= GIVEN INSTRUCTION =
Please retype every line of the rows below without changing anything.

** BEGIN RECORD EXCERPTS **

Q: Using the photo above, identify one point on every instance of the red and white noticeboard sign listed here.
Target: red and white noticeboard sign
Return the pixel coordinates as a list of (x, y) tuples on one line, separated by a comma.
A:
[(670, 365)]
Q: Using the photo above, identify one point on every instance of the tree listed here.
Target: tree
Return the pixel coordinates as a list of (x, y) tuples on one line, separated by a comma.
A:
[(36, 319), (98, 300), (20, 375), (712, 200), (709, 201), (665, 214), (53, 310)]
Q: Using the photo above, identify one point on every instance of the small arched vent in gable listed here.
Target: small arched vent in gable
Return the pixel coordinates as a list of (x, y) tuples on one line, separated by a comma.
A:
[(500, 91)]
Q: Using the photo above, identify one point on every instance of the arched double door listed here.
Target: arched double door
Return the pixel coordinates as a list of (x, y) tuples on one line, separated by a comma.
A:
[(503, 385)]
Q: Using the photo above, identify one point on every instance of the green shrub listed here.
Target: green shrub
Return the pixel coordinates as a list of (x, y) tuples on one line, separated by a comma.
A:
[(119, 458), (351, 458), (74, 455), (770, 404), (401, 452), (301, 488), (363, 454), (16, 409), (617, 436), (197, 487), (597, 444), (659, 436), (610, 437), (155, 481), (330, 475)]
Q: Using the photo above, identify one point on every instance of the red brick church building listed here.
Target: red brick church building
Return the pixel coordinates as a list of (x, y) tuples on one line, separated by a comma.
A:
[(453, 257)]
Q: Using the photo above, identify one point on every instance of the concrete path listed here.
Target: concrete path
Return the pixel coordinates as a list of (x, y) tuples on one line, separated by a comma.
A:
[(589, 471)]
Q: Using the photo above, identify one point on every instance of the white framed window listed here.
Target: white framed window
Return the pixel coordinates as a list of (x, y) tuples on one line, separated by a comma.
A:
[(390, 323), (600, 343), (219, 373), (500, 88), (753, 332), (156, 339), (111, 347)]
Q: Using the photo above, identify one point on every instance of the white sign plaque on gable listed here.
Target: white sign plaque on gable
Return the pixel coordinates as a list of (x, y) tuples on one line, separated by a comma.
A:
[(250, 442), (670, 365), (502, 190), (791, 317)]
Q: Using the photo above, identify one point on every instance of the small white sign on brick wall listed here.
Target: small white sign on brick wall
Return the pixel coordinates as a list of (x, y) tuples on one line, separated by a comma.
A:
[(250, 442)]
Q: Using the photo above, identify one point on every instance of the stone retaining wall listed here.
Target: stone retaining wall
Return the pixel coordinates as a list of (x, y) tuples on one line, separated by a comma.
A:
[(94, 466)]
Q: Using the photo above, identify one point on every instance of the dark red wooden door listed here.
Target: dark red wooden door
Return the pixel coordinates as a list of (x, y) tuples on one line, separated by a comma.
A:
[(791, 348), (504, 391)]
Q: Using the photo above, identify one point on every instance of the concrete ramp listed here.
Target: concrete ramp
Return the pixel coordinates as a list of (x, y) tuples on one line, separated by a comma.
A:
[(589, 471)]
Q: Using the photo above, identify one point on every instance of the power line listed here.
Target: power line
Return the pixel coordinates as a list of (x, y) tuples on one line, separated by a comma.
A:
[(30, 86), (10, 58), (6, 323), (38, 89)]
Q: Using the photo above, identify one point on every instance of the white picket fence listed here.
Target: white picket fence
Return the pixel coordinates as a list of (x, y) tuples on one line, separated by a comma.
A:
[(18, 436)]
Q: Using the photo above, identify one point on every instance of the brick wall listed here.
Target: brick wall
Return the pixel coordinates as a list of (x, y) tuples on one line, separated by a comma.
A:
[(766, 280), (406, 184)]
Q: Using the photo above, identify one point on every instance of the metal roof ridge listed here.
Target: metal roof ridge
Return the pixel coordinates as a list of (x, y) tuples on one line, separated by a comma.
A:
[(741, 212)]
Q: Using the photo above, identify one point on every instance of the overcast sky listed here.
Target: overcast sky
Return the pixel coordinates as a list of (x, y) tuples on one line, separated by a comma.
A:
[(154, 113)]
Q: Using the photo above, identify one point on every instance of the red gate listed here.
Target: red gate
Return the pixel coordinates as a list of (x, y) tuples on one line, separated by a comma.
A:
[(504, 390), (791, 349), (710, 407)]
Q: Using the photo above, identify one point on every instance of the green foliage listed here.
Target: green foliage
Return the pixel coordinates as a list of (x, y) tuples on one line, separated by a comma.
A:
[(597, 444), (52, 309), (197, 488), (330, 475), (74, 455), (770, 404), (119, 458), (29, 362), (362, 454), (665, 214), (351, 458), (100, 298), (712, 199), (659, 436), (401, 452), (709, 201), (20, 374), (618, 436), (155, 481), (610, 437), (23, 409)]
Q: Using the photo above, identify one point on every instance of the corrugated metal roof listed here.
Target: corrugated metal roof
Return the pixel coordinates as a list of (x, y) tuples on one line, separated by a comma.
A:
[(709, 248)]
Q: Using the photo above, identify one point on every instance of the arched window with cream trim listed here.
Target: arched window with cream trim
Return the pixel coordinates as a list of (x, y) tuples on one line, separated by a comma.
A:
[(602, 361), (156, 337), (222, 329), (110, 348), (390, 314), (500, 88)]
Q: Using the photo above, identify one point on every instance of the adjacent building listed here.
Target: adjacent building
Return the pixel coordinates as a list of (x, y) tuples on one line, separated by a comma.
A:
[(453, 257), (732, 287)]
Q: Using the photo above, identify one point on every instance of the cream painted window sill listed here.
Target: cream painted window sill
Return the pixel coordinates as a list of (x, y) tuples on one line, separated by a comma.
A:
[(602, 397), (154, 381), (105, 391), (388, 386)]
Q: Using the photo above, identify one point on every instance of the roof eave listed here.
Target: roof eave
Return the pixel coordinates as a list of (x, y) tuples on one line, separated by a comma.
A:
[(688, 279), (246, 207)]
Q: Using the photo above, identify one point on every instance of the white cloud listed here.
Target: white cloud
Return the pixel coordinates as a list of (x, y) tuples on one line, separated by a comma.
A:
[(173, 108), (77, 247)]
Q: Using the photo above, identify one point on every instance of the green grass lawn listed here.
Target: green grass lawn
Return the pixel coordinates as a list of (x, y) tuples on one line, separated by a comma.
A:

** END RECORD EXCERPTS **

= COMPLETE ANSWER =
Q: Using the photo above, identify one point on every instance of the red and white noticeboard sign listed here.
Target: red and white noticeboard sign
Return the pixel coordinates as a list of (x, y) tuples on one line, separated by a comma.
A:
[(670, 365)]
Q: Using the photo above, identify one point on every instance of the tree listed here.
Target: tree
Return the pixel coordinates as a list of (x, y) tuples on one line, separated by a comma.
A:
[(36, 319), (98, 300), (20, 375), (712, 200), (709, 201), (665, 214), (53, 310)]
Q: Using the photo above, identify one point on every instance of the small arched vent in gable listed here.
Target: small arched vent in gable
Return the pixel coordinates as a list of (x, y) tuples on one line, separated by a comma.
A:
[(500, 91)]
Q: Using the photo above, identify one point on every instance of the arched double door listed here.
Target: arched double door
Return the pixel coordinates as a list of (x, y) tuples on one line, separated by a comma.
A:
[(503, 385)]
Q: Using the photo above, identify one point on every instance of the green shrub listed here.
Target: green shrub
Return the pixel coordinates as a list of (x, y) tuples on one line, separated by a comma.
A:
[(119, 458), (351, 458), (74, 455), (770, 404), (401, 452), (301, 488), (363, 454), (16, 409), (617, 436), (197, 487), (597, 444), (659, 436), (610, 437), (155, 481), (330, 475)]
Q: Using the photo above, identify one point on every instance of the red brick church building listed here.
Target: red brick church building
Return the pixel coordinates as a list of (x, y) tuples on one line, separated by a comma.
A:
[(453, 257)]
Q: Using the photo above, identify one point on every instance of the concrete path listed here.
Target: concrete path
Return the pixel coordinates as a list of (x, y) tuples on one line, separated by a comma.
A:
[(589, 471)]
Q: Using the photo above, identify one point on every instance of the white framed window listed here.
Target: white framed window
Return the pixel coordinates as a list of (x, y) tuples on one line, separated by a comma.
A:
[(390, 323), (600, 343), (219, 373), (500, 88), (753, 332), (156, 339), (111, 347)]
Q: Using the photo above, identify one point on every instance of the white sign plaque on gable listed here.
Target: white sign plaque on gable
Return the pixel coordinates as a list of (x, y) tuples on one line, separated by a comma.
A:
[(250, 442), (670, 365), (502, 190), (791, 317)]
Q: Using the photo above, identify one point on every instance of the small white sign on brick wall listed here.
Target: small white sign on brick wall
Return the pixel coordinates as a list of (x, y) tuples on one line, separated by a comma.
A:
[(250, 442)]
Q: Using the photo above, identify one point on every instance of the stone retaining wall listed here.
Target: stone retaining wall
Return the pixel coordinates as a list of (x, y) tuples on one line, separated by a comma.
A:
[(94, 466)]
Q: Using the photo above, identify one point on every instance of the dark red wooden door listed here.
Target: dark red wooden door
Return the pixel coordinates as a list of (x, y) tuples on one line, separated by a comma.
A:
[(791, 348), (504, 391)]
Q: Using the photo above, identify one point on every instance of the concrete ramp listed here.
Target: concrete ramp
Return the pixel coordinates as a list of (x, y) tuples on one line, separated by a comma.
A:
[(589, 471)]
Q: Using the photo above, identify one point on every instance of the power line listed here.
Target: power line
Return the pixel coordinates as a list of (x, y) tuples on one line, separated by a comma.
A:
[(30, 86), (10, 58), (6, 323), (38, 89)]
Q: Using the photo above, identify one point on every instance of the white picket fence listed here.
Target: white picket fence
Return the pixel coordinates as a list of (x, y) tuples on one line, separated by a comma.
A:
[(18, 436)]
Q: Using the photo above, identify one point on every instance of the brick wall listed here.
Target: brick wall
Return the pixel coordinates as a list of (x, y) tuples on one line, separated by a comma.
A:
[(766, 280), (406, 184)]
Q: Using the photo above, identify one point on every instance of the metal roof ridge listed here.
Target: metal roof ridge
Return the pixel coordinates as a list of (x, y) tuples on one line, separated by a comma.
A:
[(741, 212)]
Q: Using the photo above, identify one point on every instance of the overcast sky listed here.
Target: overcast sky
Return the pixel coordinates as a list of (x, y) tuples on one line, separated by a comma.
A:
[(154, 113)]
Q: Using the photo above, identify one point on every instance of the red gate listed here.
Target: red gate
Return the pixel coordinates as a list of (x, y) tuples on one line, separated by a comma.
A:
[(504, 390), (791, 349), (710, 407)]
Q: Using the photo above, identify one point on every instance of the green foliage listed here.
Target: green foliage
Return the pixel coordinates as a list of (x, y) tuples on one line, separated by a comma.
A:
[(597, 444), (52, 309), (197, 488), (330, 475), (74, 455), (770, 404), (119, 458), (29, 362), (362, 454), (665, 214), (351, 458), (100, 298), (712, 199), (659, 436), (401, 452), (709, 201), (20, 374), (618, 436), (155, 481), (610, 437), (23, 409)]
Q: Using the photo above, identify one point on every instance of the corrugated metal roof listed here.
Target: corrugated metal roof
Return the pixel coordinates as a list of (x, y) tuples on one line, separated by a comma.
A:
[(709, 248)]
Q: Using the photo above, identify one point on every instance of the arched window with cream trim listed here.
Target: arched window with cream trim
Return the pixel coordinates as a list of (x, y) tuples on one line, separated by a comma.
A:
[(602, 361), (156, 337), (222, 329), (110, 348), (390, 314), (500, 88)]
Q: Using the photo above, identify one point on every instance of the adjacent building listed here.
Target: adjacent building
Return the pixel coordinates as a list of (x, y) tuples on one line, separated by a comma.
A:
[(453, 257), (732, 287)]
Q: Using the photo above, identify one point on every instance of the cream painted window sill listed here.
Target: cream painted window sill
Return the pixel coordinates as a list of (x, y) tuples on one line, separated by a comma.
A:
[(602, 397), (154, 381), (105, 391), (388, 386)]
Q: Using the photo above, identify one point on every instance of the roof eave listed here.
Target: roof eave
Return the pixel coordinates as a list of (x, y) tuples on one line, separated by a comma.
A:
[(688, 279), (246, 207)]
Q: Using the photo above, identify one point on every instance of the white cloud listed here.
Target: white cloud
Return the pixel coordinates as a list of (x, y) tuples on one line, separated by a comma.
A:
[(173, 108), (77, 247)]
Q: Using the photo above, identify one point on every instance of the green grass lawn listed here.
Target: green grass lawn
Return the pixel coordinates as a list of (x, y) tuples on one line, separated by a comma.
A:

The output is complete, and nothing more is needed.